_WHAT YOU HAVE TO DO_: All entries given below are to be returned word for word.

*** Opening of EXCERPTED RECORDS ***

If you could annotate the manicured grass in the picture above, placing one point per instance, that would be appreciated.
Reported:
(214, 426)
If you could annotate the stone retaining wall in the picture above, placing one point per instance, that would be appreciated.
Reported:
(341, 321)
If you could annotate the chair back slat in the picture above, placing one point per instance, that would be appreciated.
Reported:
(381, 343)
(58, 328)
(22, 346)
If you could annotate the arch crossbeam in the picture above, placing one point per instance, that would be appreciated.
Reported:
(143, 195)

*** Close of EXCERPTED RECORDS ***

_EXPECTED OUTPUT_:
If you could annotate the manicured grass in the picture above, placing one point per instance, that would be appreciated.
Reported:
(214, 426)
If you could annotate the stone retaining wall in the picture above, placing one point per instance, that would be appreciated.
Reported:
(341, 321)
If you could annotate the chair back slat in the picture above, placing one point per instance, that would be appreciated.
Reported:
(381, 343)
(58, 328)
(22, 346)
If you could annotate the arch crossbeam in the picture above, placing one point per instance, that would be appreciated.
Reported:
(143, 195)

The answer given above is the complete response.